### TO BE DONE:
Output every line of the records below as a numbered list, omitting blank lines.

[Excerpts of bounding box data]
━━━━━━━━━━━━━━━━━━━━━━━━━━━━━━
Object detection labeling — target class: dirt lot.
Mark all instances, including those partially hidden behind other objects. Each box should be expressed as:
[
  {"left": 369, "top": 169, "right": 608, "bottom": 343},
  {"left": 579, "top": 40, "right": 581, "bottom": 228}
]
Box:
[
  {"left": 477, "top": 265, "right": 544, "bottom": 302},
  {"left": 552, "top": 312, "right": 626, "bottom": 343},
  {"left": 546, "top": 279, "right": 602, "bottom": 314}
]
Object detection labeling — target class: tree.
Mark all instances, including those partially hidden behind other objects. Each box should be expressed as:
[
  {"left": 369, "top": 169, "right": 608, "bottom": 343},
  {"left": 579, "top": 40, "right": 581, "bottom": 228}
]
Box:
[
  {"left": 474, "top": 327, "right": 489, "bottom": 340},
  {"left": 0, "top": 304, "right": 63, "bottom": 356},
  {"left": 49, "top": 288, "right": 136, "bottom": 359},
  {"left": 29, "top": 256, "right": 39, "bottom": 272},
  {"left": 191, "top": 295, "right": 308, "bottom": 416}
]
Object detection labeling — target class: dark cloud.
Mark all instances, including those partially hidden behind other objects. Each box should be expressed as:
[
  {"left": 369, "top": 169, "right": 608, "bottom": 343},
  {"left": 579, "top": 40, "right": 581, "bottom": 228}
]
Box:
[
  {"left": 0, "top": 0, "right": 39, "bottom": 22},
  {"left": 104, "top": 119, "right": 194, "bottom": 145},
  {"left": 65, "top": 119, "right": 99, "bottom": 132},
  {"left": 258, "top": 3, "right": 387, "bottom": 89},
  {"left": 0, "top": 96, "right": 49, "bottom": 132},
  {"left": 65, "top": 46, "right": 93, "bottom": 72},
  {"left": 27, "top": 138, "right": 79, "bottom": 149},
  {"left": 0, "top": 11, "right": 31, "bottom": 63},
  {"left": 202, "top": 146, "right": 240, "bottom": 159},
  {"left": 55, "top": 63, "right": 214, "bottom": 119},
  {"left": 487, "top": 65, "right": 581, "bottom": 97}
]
━━━━━━━━━━━━━━━━━━━━━━━━━━━━━━
### OUTPUT FOR THIS EXERCISE:
1. Object detection labeling — target class: dirt lot.
2. Mark all instances, including those partially hidden behind other objects. Each box should be expressed as:
3. [
4.   {"left": 369, "top": 169, "right": 608, "bottom": 343},
5.   {"left": 579, "top": 40, "right": 581, "bottom": 228}
6. ]
7. Box:
8. [
9.   {"left": 477, "top": 265, "right": 544, "bottom": 302},
10.   {"left": 552, "top": 312, "right": 626, "bottom": 343},
11.   {"left": 546, "top": 279, "right": 602, "bottom": 314}
12. ]
13. Object detection labeling — target class: tree.
14. Mark all instances, including those partially hidden behind other objects. Each box should be expressed as:
15. [
16.   {"left": 369, "top": 169, "right": 608, "bottom": 343},
17.   {"left": 579, "top": 40, "right": 581, "bottom": 228}
18. ]
19. Box:
20. [
21.   {"left": 474, "top": 327, "right": 489, "bottom": 340},
22.   {"left": 0, "top": 304, "right": 63, "bottom": 356},
23.   {"left": 49, "top": 288, "right": 136, "bottom": 359},
24.   {"left": 29, "top": 256, "right": 39, "bottom": 272},
25.   {"left": 191, "top": 295, "right": 308, "bottom": 416}
26. ]
27. Object detection labeling — target class: dark cloud.
28. Mark all instances, including those partially hidden behind other objects. Each box should be expressed as:
29. [
30.   {"left": 369, "top": 169, "right": 608, "bottom": 343},
31.   {"left": 579, "top": 40, "right": 581, "bottom": 228}
32. ]
33. Box:
34. [
35.   {"left": 0, "top": 0, "right": 39, "bottom": 22},
36.   {"left": 104, "top": 119, "right": 194, "bottom": 145},
37.   {"left": 65, "top": 119, "right": 99, "bottom": 132},
38.   {"left": 258, "top": 3, "right": 387, "bottom": 89},
39.   {"left": 0, "top": 96, "right": 49, "bottom": 132},
40.   {"left": 65, "top": 46, "right": 93, "bottom": 72},
41.   {"left": 27, "top": 138, "right": 79, "bottom": 149},
42.   {"left": 0, "top": 11, "right": 31, "bottom": 63},
43.   {"left": 202, "top": 146, "right": 240, "bottom": 159},
44.   {"left": 55, "top": 63, "right": 214, "bottom": 119},
45.   {"left": 487, "top": 65, "right": 581, "bottom": 97}
46. ]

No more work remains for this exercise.